### OBJECTIVES
[1] From the Love Actually review, list every mock title the reviewer proposes for the film.
[2] Write out the passage of the Love Actually review that begins with the words containing "Love Actually is the" and ends with "in the movie).".

### TEXT PROVIDED
All I wanted for Christmas was Richard Curtis, gift-wrapped with a broken cinnamon stick. And now I've got him, or have had him - which is too much like eating a whole box of chocolates for digestive comfort, and such a recipe for meeting cute people (endlessly) that I don't know whether life can ever be the same. But, still, working along the lines of the large metaphysical noun and a demurring attached adverb, I suppose you could call it Paradise Nearly or The Dodgy End of Wandsworth Shamelessly.

Love Actually is the new film from the Richard Curtis stable, except that this time he has directed it himself as well as written it. I do not use the word "shamelessly" casually (Truly Shamelessly Casually would not be a bad title), but let me just add that this is also a Christmas film (that great fake of a day is coming) which might turn Bob Cratchit into a serial killer simply to bring some merciful malice or cruelty to the world. The movie reaches its climax at a Wandsworth school nativity play where, among other cute meetings, the Prime Minister (Hugh Grant!) is revealed as in love with a pert Wandsworth girl with massive thighs (though those thighs are one of the few pieces of female anatomy not fully disclosed in the movie).

Yes, I know what a happy island kingdom this would be if Hugh Grant were PM and if he then found a nice Wandsworth girl (of the type that died out in the early 1930s). I can imagine present incumbents of that office aching with sheer lust and the untoppable campaign strategy of having such a bounteous assistant bringing him his chocolate biscuits. Love Actually is what you might call a roundelay if you were writing for a pretentious paper - or a panorama of the loving instinct if you were content to make its delirious and delicious self-absorption seem remotely plausible. Richard Curtis is very clever (or Emma Freud, his regular script helper, is); perhaps they both are. He has a simple but fertile premise: that love goes on all the time, that it's not really a steady state, one where people are in and stay in love (as in staying home tonight). Rather, it's a falling mechanism, and everyone likes falling, so long as you keep falling.

### DATA BLOCK
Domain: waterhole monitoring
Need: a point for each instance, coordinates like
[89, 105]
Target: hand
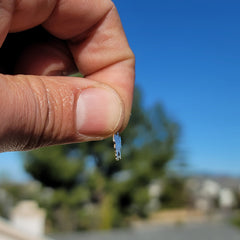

### EXERCISE RESPONSES
[1]
- Paradise Nearly
- The Dodgy End of Wandsworth Shamelessly
- Truly Shamelessly Casually

[2]
Love Actually is the new film from the Richard Curtis stable, except that this time he has directed it himself as well as written it. I do not use the word "shamelessly" casually (Truly Shamelessly Casually would not be a bad title), but let me just add that this is also a Christmas film (that great fake of a day is coming) which might turn Bob Cratchit into a serial killer simply to bring some merciful malice or cruelty to the world. The movie reaches its climax at a Wandsworth school nativity play where, among other cute meetings, the Prime Minister (Hugh Grant!) is revealed as in love with a pert Wandsworth girl with massive thighs (though those thighs are one of the few pieces of female anatomy not fully disclosed in the movie).